TASK TO CARRY OUT: Set the data down again, exactly as it reads, but without the pictures.

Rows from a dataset
•••••

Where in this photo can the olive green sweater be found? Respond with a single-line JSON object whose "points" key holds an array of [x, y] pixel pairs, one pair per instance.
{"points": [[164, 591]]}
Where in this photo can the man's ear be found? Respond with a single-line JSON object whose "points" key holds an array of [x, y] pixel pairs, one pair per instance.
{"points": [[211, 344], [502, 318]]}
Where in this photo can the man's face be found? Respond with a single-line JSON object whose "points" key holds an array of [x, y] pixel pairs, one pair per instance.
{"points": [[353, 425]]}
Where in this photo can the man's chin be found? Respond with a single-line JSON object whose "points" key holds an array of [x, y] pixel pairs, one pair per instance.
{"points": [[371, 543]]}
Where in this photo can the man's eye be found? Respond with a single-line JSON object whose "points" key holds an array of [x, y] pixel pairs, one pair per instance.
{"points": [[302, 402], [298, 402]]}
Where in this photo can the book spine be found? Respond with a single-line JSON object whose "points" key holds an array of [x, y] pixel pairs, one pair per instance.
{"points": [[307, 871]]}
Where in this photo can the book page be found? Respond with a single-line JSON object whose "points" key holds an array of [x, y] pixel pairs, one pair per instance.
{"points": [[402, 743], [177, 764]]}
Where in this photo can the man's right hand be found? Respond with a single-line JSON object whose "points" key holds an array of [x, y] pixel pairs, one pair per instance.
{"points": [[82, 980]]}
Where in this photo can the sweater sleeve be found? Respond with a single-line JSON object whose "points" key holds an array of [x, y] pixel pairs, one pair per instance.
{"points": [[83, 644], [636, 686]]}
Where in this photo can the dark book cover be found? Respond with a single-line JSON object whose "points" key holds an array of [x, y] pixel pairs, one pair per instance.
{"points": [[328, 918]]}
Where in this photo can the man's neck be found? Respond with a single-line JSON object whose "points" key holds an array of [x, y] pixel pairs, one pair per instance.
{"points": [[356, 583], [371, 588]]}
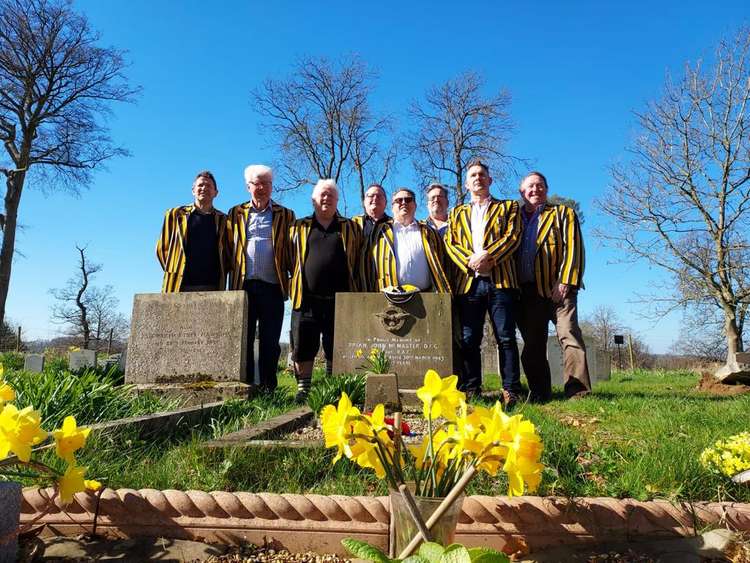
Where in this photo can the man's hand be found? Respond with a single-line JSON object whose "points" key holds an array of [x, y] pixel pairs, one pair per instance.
{"points": [[560, 292]]}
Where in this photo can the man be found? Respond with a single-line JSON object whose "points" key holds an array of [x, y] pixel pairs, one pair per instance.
{"points": [[481, 239], [405, 251], [550, 267], [437, 207], [325, 260], [192, 248], [259, 231]]}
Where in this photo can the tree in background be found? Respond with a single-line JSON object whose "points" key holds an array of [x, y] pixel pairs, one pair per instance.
{"points": [[56, 86], [320, 119], [456, 123], [682, 200], [88, 313]]}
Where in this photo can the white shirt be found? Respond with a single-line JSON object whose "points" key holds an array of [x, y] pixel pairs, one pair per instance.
{"points": [[411, 261]]}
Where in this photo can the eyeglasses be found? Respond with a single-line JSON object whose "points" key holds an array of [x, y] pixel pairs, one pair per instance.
{"points": [[400, 200]]}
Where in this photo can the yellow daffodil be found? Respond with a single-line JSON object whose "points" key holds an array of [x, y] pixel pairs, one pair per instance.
{"points": [[440, 396], [69, 439], [19, 431]]}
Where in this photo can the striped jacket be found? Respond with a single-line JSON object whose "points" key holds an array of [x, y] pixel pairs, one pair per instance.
{"points": [[351, 237], [502, 235], [382, 255], [237, 226], [170, 248], [560, 256]]}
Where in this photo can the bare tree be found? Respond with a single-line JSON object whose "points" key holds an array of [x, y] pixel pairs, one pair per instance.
{"points": [[681, 201], [456, 123], [56, 86], [320, 119]]}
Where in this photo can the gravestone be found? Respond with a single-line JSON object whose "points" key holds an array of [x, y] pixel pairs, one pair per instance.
{"points": [[82, 359], [33, 362], [416, 335], [189, 344]]}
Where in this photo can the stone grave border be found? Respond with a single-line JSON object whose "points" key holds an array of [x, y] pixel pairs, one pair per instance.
{"points": [[318, 523]]}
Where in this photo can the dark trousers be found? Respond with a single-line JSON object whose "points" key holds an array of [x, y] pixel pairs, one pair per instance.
{"points": [[265, 306], [483, 298]]}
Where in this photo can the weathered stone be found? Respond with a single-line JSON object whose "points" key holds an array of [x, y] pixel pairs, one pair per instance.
{"points": [[33, 362], [187, 338], [736, 370], [415, 335], [82, 359], [382, 388], [10, 508]]}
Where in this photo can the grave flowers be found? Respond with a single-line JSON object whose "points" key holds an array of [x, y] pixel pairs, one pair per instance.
{"points": [[460, 440]]}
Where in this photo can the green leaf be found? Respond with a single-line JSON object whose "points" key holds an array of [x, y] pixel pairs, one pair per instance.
{"points": [[487, 555], [364, 550], [455, 553], [431, 551]]}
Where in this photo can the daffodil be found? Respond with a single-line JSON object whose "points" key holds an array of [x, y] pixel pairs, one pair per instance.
{"points": [[19, 431], [69, 438], [440, 396]]}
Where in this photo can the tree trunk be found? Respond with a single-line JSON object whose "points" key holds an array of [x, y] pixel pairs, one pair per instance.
{"points": [[14, 186]]}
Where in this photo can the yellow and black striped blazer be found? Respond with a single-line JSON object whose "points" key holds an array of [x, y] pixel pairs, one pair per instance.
{"points": [[560, 256], [351, 237], [237, 221], [170, 248], [382, 256], [502, 235]]}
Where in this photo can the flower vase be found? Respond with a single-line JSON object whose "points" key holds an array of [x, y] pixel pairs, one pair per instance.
{"points": [[442, 532], [10, 514]]}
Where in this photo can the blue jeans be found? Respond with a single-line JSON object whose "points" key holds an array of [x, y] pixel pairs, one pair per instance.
{"points": [[483, 298]]}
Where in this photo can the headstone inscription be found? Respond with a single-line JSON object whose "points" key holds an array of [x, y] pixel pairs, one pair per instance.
{"points": [[415, 335], [187, 338], [33, 363]]}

•••••

RESULT OF THIS TASK:
Where in this photo can the olive green sweater be found? Respond with a single-line JSON object whose "points" key holds an array of [x, y] pixel pairs, one pair per instance.
{"points": [[164, 591]]}
Where in this photo can the man's ear be found? Respond with a single-line JSON object whose "points" key holds an array of [x, y] pixel pairs, one pair per instance.
{"points": [[211, 344], [502, 318]]}
Where in this photo can the man's face be found? Respond with a single-line JSON object whose "points" key holds an array of [x, y] pixel pairs, one pair per instance.
{"points": [[353, 425]]}
Where in this photo can the man's chin be found? Respond with a single-line JSON object whose "points" key holds an array of [x, y] pixel pairs, one pair per instance.
{"points": [[371, 543]]}
Where in this photo can the man's eye be found? Respond with a single-line JSON object whose "points" key holds an array of [x, y] pixel pairs, one pair per instance.
{"points": [[302, 402], [298, 402]]}
Where in this photo can the book spine be found? Respond with a single-line JSON object whose "points" key holds an array of [x, y] pixel pairs, one pair per instance.
{"points": [[307, 871]]}
Where in this photo can the book page be found? Respond with a single-line JSON object whose "points" key holds an array of [x, y] pixel pairs, one pair per instance.
{"points": [[402, 743], [177, 764]]}
Where in this photo can the man's right hand be found? Respond with a single-line JSON object whose "points" key holds an array of [x, y] pixel pairs, one pair per instance.
{"points": [[82, 980]]}
Where in this photo can the sweater sleeve be found? Respond with a single-line JSON object whose "points" key holds an array of [x, y] pixel pairs, one pair per instance.
{"points": [[83, 644], [636, 686]]}
Where in this photo can the dark book cover be found? Respond with a single-line JSON object whose "points" key holds an array of [x, y] pixel pairs, one pair per instance.
{"points": [[328, 918]]}
Where in this photo can the man's neck be found? Respond with a single-line JSON object whose "points" key holds an array of [x, y] pixel pairs, one pair per instance.
{"points": [[356, 583], [371, 588]]}
Where in this photo can the man's hand be found? Respond with a single-line JSON object whose "points" key holds an array of [x, y] pixel pairs, one pair per instance.
{"points": [[560, 292]]}
Where in this photo can the man be found? Respond with a single-line JSON object whose "points" key holds an array of [x, y] pixel pairs, one pair per instance.
{"points": [[481, 239], [405, 251], [550, 267], [437, 207], [325, 260], [192, 248], [259, 231]]}
Where in this photo can the tree in background be found? Respond with a single-line JSON object whose "points" key holds an array of [x, y] pixel pairs, one pair per instance.
{"points": [[56, 86], [320, 119], [456, 123], [682, 200], [88, 313]]}
Where in this photo can the white shirt be found? Respond with a single-line JSON object whose "points" key holds an array of [x, y] pixel pairs, one pair per instance.
{"points": [[411, 261]]}
Where in this photo can the eyeglasses be found? Respond with a single-line JSON object whose "points" key holds an array of [x, y] pixel pairs, one pair per instance.
{"points": [[400, 200]]}
Where in this photo can the yellow daffodil be found? Respond with a single-line JSON object whose "points" key holds an array of [x, y] pixel pairs, one pair per instance.
{"points": [[440, 396], [69, 439], [19, 431]]}
Where in this photo can the striped jacket be found? Respond with a single-line JSON object whose "points" key holds an array of [x, y] pixel pairs, one pair per instance.
{"points": [[351, 237], [502, 235], [382, 255], [237, 226], [170, 248], [560, 256]]}
Where in this photo can the bare tree be found? Respond with a single-line JSON object whose "points" key holds an array of [x, y] pixel pairs, one pair per instance.
{"points": [[681, 201], [456, 123], [56, 86], [320, 119]]}
Where in this photo can the gravestone be found? Respond with a single-line JSON object whose "points" key holds an array of [x, y] pixel pairs, one pair per instance.
{"points": [[82, 359], [33, 362], [416, 335], [189, 344]]}
Where in this photo can the stone grave border be found? Respond with a single-line JSON object whose "points" key holds an array of [x, y] pixel pairs, one pair per instance.
{"points": [[318, 523]]}
Where in this photo can the dark trousers be found? Respond with a single-line JSON object whose "points" key holds an array of [x, y] pixel pairs, one pair per instance.
{"points": [[265, 306], [483, 298]]}
Where in this photo can the weathered stone be found? Respond with a single-line JSON object whose "points" key holds an array of [x, y] pixel pairs, one pair per instance.
{"points": [[33, 362], [187, 338], [736, 370], [415, 335], [82, 359], [382, 388], [10, 508]]}
Where in this photo can the grave flowers be found? Respond with a single-line JSON object whose "points" key holds an array of [x, y] pixel pairs, one pair per instance.
{"points": [[460, 440]]}
Where in this photo can the green leaf be found? Respond with a single-line JSON object whose "points" key holds an array of [x, y] pixel pairs, one pair per instance.
{"points": [[487, 555], [364, 550], [455, 553], [431, 551]]}
Where in this photo can the daffodil be found? Respond with a single-line JSON object whose "points" key holds an array of [x, y] pixel pairs, one pair per instance.
{"points": [[19, 431], [69, 438], [440, 396]]}
Where in this photo can the tree trunk be found? Respond with a single-line JSON object whose "points" key holds an array of [x, y] pixel pairs, one pair per instance.
{"points": [[14, 186]]}
Where in this photo can the yellow and black striped blazer be found? Respond with a single-line JSON object whose "points" key holds an array of [x, y] pixel pairs, one pair per instance.
{"points": [[560, 256], [351, 237], [237, 221], [170, 248], [382, 256], [502, 235]]}
Where in this photo can the flower vase be found? Respond with a single-line JSON object whose "points" key holds an array of [x, y] pixel pairs, one pair per instance.
{"points": [[442, 532], [10, 514]]}
Where in this photo can the blue jeans be found? Respond with a single-line JSON object whose "points" key holds an array of [x, y] pixel pairs, one pair per instance.
{"points": [[483, 298]]}
Where in this photo can the headstone inscription be found? Respond with a single-line JSON object whose "points" key holds an array of [x, y] pixel pairs, one pair per instance.
{"points": [[415, 335], [187, 338], [33, 363]]}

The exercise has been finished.